(Point placement records)
----------

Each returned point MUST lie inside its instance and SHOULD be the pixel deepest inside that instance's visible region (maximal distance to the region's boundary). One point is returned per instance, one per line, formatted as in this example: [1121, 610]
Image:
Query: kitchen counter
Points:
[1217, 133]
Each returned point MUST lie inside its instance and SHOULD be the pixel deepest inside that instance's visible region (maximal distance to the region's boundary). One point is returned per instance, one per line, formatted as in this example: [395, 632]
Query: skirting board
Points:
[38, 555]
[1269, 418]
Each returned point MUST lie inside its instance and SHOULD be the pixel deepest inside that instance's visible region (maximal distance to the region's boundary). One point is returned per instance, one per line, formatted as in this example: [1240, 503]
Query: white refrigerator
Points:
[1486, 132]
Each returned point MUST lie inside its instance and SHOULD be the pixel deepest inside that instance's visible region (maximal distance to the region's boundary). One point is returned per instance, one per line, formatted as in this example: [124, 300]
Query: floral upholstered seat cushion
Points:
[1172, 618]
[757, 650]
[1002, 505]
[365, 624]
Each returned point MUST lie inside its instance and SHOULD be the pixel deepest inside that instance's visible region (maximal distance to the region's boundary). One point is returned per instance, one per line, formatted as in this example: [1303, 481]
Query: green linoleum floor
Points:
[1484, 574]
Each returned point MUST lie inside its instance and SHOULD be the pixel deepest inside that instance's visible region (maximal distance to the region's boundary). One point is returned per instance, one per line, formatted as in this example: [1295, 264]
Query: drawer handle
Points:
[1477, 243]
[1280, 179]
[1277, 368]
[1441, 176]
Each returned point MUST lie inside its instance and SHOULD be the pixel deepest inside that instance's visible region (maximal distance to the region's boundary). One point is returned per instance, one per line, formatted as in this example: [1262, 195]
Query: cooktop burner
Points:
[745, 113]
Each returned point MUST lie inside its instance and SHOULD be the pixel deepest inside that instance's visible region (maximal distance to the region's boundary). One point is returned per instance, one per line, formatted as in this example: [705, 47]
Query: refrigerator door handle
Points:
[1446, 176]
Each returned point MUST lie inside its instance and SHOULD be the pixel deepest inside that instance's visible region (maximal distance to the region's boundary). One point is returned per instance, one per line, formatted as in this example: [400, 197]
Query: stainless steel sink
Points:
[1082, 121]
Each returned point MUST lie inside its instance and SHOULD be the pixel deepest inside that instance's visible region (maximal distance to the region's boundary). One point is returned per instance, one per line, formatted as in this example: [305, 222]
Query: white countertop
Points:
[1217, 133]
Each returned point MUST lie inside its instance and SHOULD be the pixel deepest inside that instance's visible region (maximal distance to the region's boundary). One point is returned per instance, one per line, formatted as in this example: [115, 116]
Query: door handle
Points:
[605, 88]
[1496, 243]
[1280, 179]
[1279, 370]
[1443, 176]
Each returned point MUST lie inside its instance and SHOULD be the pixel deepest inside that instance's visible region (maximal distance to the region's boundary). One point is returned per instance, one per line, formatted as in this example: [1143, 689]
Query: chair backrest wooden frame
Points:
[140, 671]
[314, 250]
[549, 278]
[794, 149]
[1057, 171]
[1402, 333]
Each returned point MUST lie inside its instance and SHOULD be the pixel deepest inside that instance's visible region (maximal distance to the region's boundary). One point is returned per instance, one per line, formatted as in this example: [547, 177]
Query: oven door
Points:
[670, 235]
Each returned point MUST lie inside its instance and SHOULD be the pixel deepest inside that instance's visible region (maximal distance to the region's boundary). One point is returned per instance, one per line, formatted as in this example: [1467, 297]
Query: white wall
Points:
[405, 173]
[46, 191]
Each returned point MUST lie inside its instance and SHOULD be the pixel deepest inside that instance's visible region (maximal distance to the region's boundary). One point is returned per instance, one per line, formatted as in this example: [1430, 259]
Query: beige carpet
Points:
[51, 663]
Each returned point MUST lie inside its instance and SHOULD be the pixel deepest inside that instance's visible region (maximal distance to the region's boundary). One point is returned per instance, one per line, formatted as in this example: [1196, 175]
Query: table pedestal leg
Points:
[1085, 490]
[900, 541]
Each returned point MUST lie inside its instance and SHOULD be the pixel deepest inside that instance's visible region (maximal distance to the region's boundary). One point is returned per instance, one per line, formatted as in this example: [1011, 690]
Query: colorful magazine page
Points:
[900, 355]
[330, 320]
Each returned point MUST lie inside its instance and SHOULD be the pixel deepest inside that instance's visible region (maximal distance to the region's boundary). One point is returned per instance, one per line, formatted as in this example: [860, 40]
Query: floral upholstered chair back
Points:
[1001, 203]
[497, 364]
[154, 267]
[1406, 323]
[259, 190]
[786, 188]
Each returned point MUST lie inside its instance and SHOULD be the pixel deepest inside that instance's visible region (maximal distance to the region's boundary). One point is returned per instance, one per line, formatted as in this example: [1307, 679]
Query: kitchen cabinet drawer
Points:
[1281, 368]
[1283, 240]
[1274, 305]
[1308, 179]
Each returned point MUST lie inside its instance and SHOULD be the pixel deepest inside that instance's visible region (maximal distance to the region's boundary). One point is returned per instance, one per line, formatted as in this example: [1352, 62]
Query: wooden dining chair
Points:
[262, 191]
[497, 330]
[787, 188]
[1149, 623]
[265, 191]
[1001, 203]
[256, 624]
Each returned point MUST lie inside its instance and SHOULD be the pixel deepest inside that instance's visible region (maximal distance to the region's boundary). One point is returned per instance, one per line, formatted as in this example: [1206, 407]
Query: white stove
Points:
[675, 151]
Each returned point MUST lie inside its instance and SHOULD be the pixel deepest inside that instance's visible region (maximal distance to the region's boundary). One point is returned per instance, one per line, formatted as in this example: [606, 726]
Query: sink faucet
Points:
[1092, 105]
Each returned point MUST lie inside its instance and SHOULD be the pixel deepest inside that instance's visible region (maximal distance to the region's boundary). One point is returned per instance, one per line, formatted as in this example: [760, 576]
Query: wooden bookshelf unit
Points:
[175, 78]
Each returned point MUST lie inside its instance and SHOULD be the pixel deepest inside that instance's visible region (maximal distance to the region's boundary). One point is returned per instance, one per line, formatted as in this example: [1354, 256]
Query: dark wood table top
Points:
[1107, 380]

----------

▶ Goal:
Can you edit the stretch from the line containing "example: [1303, 481]" through the line containing "[1446, 176]" so that "cooktop burner" reads "stove burner", with everything else in those lines left unchanged?

▶ Task response:
Each returned point MUST lie inside its instance and SHOULD be the pixel deepest inside that instance's visible region (maximal distance to the region's boundary). One point is returned per instance, one per line, formatted as in this example: [1303, 481]
Query: green linoleum floor
Points:
[1484, 574]
Each returned point MUST lie inside its instance and SHOULD be the pixel deepest inside that instance's visible region (maximal distance to the region's boundary). One point is returned per instance, one per line, formatted as in this example: [1295, 264]
Query: drawer handle
Points:
[1477, 243]
[1280, 179]
[1277, 368]
[1441, 176]
Each returned point MUST lie inside its instance and SHOULD be the pixel deepest inside that instance's visible region (maximal distance to the region's boundary). One point is returned per instance, one per line, formatted as in this example: [1262, 195]
Query: stove burner
Points:
[745, 113]
Each returned point MUST lie inside its instance and SHOULD be the pixel deepest inside that instance's visible region (maximal distance to the region's boundary). One point is returned per instance, one per line, formatted as in this example: [705, 47]
Query: refrigerator door handle
Points:
[1446, 176]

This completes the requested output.